PASSAGE SHOWN:
☆ ☆ ☆ ☆

Services uses way too much RAM

Dunuin

Contributor
Joined
Mar 7, 2013
Messages
110
For months I'm seeing services using way too much RAM. Sometimes it looks normal, then it increases very high forcing the ARC to shink to a minimum and after some hours it drops down to normal values.
It looks like this:
services1b.png


I tried to don't start services that aren't critical to see if one of that services is creating some memory leaks or something but its still there. Right now I'm down to only running SSH, SMB, SMART, UPS and SNMP. No VMs, Jails or Plugins are running. I normally would like to start 3 VMs using 3+1+0,5GB RAM but bhyve won't let me start them because I'm out of memory...

I don't know how to find out what is causing this. Processes shown by top don't use all that RAM:
services3.png

This time most of the RAM is "Inact" but I also seen nearly all of the RAM being shown as "wired".

Any ideas?

Edit:
And for about a week I always get that "Getting started" popup when logging in. Shouldn't that only show up on the first visit after installing TrueNAS?

Edit:
services4.png
 
Last edited:

Dunuin

Contributor
Joined
Mar 7, 2013
Messages
110
I watched the RAM now for 24 hours and services are always that high that ARC is only using between 2 and 3 GB of my 32 GB RAM. That really sounds not healthy when 34 TB of disks only got 2GB of ARC...
services.png
services2.png
services3.png
 

NugentS

MVP
Joined
Apr 16, 2020
Messages
2,949
Well we know you have 32GB RAM
We know you have a E2-1230V3
And we know you have 3 pools, one of which seems to be USB based - which is a big no no

I think its doing really well to run on no motherboard, and have three pools with no disks.

So - what do you expect us to do?
 

Dunuin

Contributor
Joined
Mar 7, 2013
Messages
110
Well we know you have 32GB RAM
We know you have a E2-1230V3
And we know you have 3 pools, one of which seems to be USB based - which is a big no no

I think its doing really well to run on no motherboard, and have three pools with no disks.
So - what do you expect us to do?

☆ ☆ ☆ ☆

RECORD SET:
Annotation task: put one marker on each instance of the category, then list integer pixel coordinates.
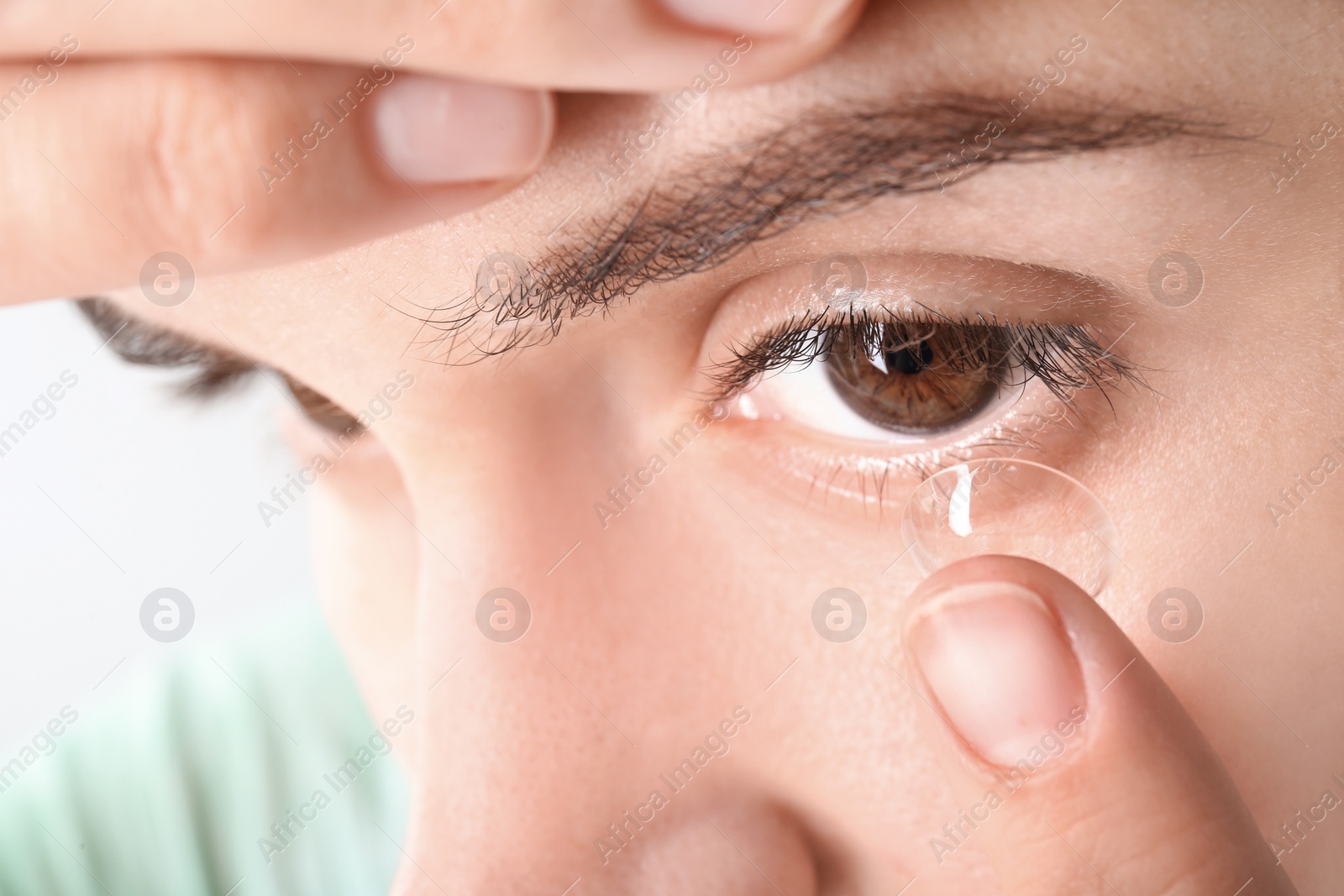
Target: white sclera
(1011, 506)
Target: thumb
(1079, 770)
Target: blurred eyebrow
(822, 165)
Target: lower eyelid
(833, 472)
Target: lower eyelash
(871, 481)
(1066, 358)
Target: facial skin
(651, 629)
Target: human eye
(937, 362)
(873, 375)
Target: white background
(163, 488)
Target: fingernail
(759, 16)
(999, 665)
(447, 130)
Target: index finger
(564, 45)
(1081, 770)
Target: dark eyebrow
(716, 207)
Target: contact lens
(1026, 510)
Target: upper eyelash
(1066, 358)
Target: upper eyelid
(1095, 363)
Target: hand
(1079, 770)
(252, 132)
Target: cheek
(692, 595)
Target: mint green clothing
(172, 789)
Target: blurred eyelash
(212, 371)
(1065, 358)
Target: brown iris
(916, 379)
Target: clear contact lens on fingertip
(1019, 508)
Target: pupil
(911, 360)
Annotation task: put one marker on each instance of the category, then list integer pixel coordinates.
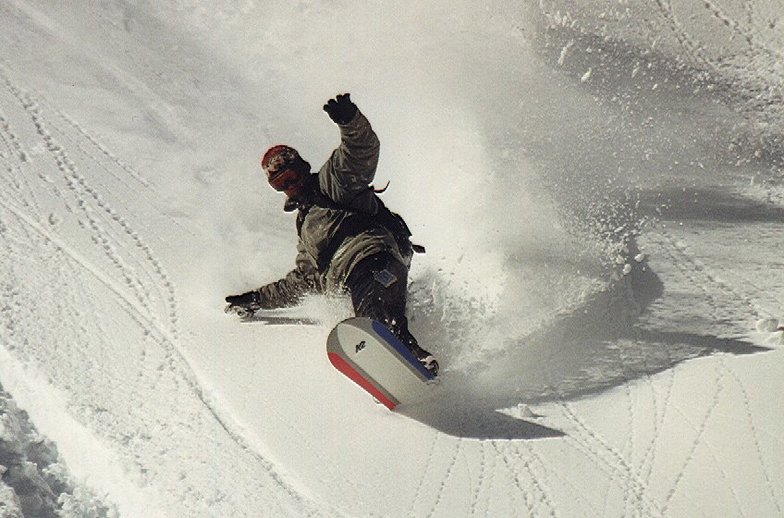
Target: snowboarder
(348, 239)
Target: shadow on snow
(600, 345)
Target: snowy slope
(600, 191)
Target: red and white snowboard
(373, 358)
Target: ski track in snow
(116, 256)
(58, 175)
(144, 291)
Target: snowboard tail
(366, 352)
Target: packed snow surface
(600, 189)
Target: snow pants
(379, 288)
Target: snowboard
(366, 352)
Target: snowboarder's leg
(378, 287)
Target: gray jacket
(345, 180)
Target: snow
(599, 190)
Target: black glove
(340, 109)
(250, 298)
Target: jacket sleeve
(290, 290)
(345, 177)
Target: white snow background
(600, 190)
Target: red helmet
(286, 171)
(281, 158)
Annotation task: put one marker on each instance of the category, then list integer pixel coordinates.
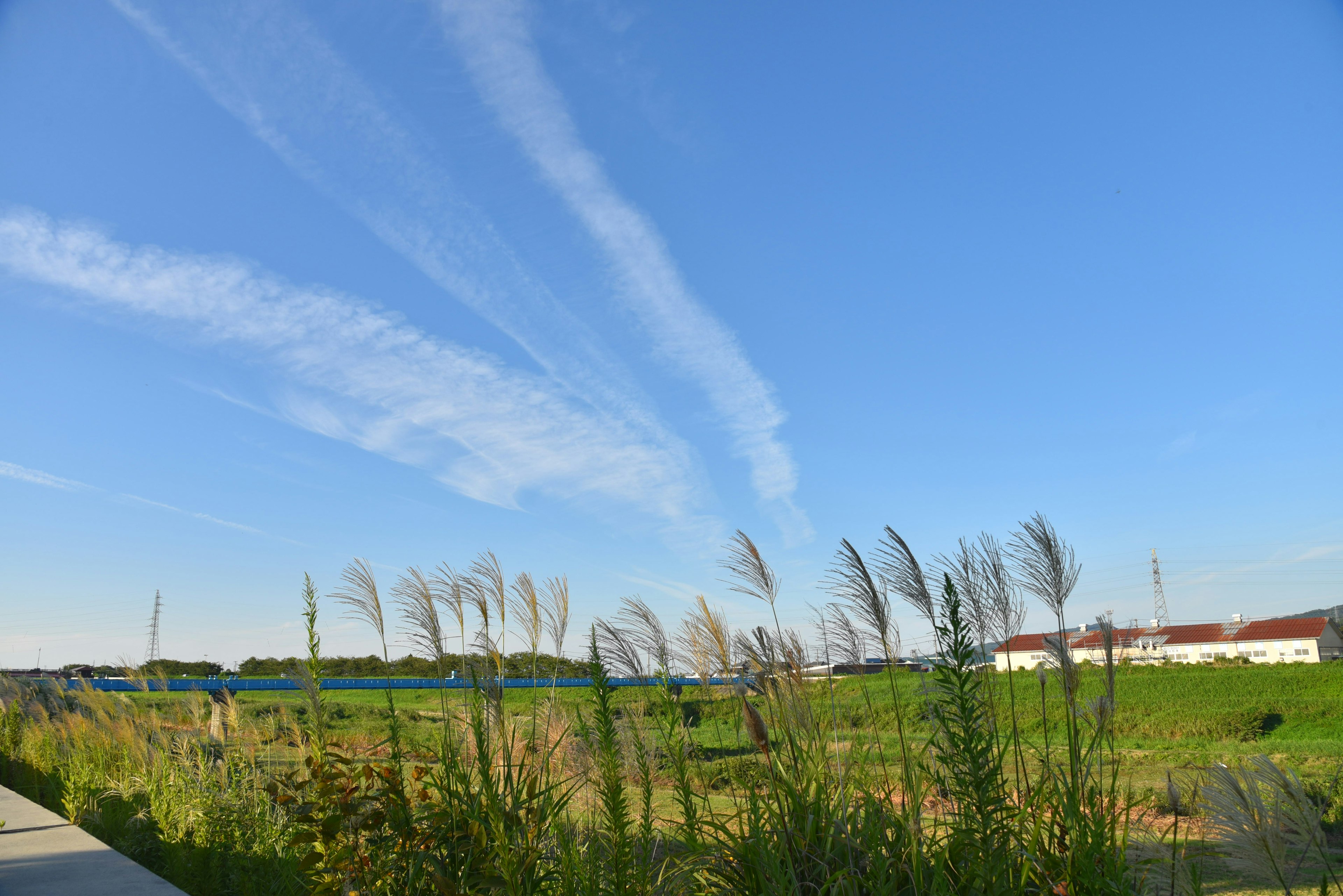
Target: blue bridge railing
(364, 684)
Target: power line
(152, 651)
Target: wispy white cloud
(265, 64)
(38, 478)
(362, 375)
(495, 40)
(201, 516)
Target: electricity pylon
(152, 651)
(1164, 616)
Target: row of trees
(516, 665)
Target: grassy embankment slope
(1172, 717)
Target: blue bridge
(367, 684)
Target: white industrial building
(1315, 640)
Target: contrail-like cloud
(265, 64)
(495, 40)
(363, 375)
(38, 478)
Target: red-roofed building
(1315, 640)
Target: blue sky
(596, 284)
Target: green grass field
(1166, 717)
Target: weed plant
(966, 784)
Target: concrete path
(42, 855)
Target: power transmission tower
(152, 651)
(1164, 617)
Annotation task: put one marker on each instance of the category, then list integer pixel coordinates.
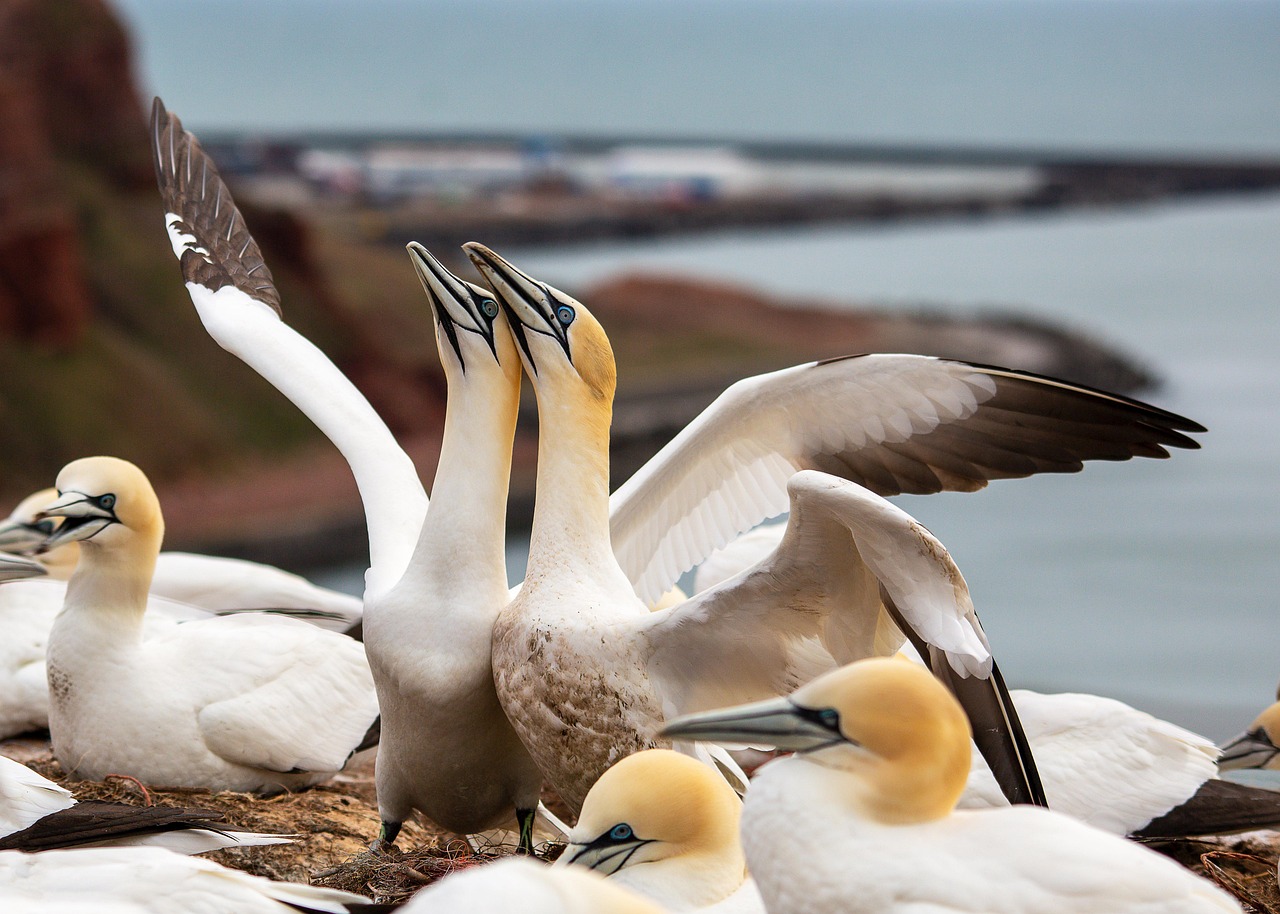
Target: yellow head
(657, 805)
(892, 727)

☆ ☆ ☆ ☆

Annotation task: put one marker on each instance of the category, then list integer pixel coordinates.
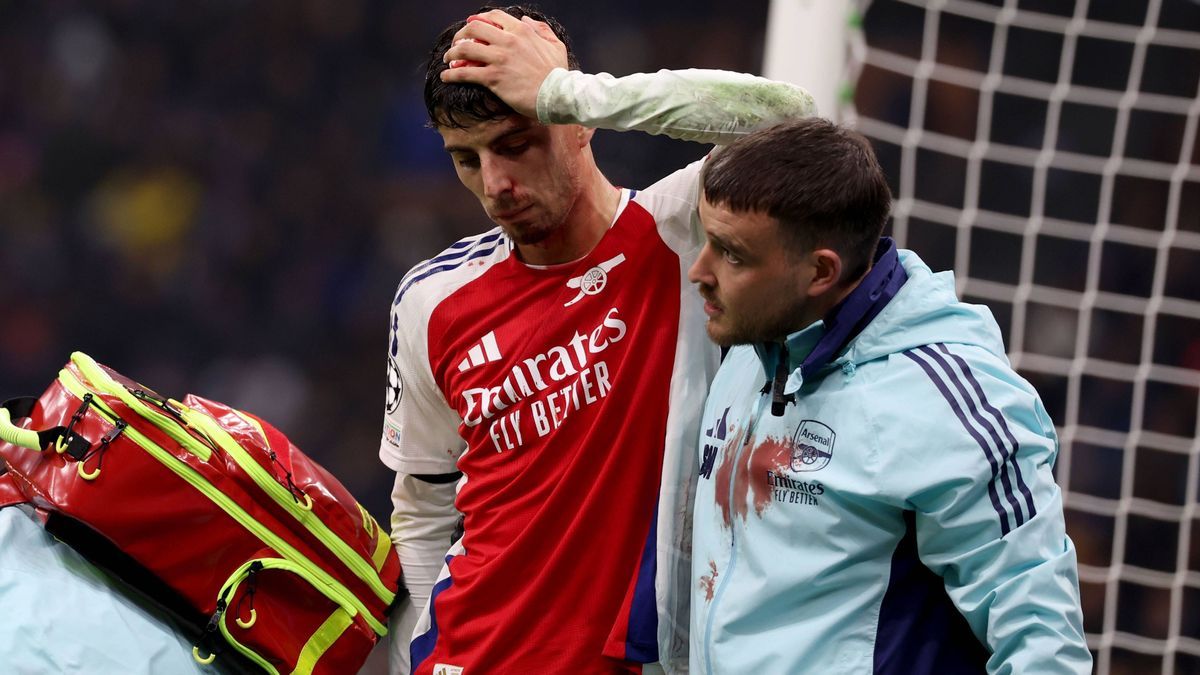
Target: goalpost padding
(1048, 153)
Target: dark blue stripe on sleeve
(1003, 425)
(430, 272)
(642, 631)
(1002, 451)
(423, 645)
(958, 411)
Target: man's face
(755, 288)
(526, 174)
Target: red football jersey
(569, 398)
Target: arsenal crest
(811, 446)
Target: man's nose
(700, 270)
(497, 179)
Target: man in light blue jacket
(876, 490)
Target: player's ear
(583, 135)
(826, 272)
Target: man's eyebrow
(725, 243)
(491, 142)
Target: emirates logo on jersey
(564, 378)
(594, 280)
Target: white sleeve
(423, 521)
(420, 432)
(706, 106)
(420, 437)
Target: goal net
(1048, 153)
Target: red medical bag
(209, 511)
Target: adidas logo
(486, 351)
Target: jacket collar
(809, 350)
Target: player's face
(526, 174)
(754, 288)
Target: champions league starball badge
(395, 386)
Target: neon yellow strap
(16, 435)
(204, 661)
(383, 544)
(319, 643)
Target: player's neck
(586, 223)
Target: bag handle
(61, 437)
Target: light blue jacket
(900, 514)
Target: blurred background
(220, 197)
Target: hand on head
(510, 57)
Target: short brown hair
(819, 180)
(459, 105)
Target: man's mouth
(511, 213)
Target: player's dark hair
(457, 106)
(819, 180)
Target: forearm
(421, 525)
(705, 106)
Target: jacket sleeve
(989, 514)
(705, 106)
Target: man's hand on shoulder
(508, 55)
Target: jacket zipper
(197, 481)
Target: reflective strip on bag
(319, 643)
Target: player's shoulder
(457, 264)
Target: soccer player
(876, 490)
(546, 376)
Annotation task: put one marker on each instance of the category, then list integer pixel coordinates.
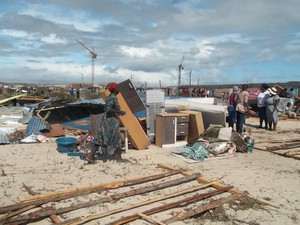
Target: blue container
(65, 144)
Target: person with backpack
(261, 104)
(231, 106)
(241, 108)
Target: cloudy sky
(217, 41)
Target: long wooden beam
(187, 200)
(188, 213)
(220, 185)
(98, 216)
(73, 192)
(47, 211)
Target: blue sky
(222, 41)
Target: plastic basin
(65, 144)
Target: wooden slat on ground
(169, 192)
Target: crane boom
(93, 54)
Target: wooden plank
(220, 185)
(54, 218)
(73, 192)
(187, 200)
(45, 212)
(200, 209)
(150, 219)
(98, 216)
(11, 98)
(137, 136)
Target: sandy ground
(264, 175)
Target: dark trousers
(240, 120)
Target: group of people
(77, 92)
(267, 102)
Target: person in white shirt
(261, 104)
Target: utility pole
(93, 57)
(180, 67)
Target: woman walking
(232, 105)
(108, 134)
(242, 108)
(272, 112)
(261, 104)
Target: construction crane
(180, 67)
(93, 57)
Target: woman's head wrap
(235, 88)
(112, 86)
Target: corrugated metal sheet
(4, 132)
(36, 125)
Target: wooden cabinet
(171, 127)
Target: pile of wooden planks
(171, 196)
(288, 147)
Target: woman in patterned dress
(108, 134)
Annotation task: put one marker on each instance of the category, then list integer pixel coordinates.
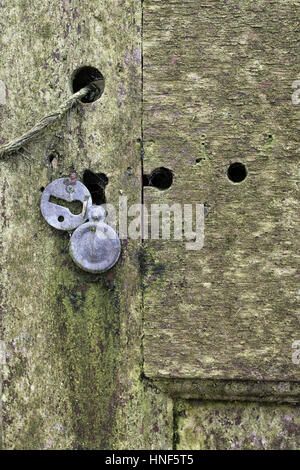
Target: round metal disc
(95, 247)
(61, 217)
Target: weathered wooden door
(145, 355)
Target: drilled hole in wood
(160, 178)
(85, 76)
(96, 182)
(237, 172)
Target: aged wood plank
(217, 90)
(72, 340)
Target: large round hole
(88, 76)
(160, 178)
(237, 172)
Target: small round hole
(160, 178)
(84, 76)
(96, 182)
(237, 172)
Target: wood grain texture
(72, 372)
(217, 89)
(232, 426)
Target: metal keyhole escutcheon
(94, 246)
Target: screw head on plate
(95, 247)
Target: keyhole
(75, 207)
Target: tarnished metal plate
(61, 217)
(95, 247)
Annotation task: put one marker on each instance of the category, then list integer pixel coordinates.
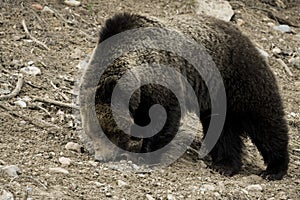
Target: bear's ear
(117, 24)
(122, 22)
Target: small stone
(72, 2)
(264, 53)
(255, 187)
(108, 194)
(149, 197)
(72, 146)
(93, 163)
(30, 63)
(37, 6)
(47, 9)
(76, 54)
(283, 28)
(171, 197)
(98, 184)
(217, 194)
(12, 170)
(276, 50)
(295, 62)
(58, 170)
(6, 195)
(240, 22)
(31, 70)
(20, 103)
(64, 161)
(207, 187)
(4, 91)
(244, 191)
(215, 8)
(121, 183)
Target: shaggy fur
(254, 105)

☆ ☆ ☆ ☆

INSTRUCTIONS TO FOLLOW:
Please answer these questions from the forum thread:
(a) Which services does the original poster say are still running?
(b) After watching the RAM for 24 hours, how much memory does the poster report the ARC using?
(c) How many pools does the reply say the poster has, and how does it describe one of them?

RIGHT ANSWER:
(a) SSH, SMB, SMART, UPS and SNMP.
(b) Between 2 and 3 GB of the 32 GB of RAM.
(c) Three pools, one of which seems to be USB based.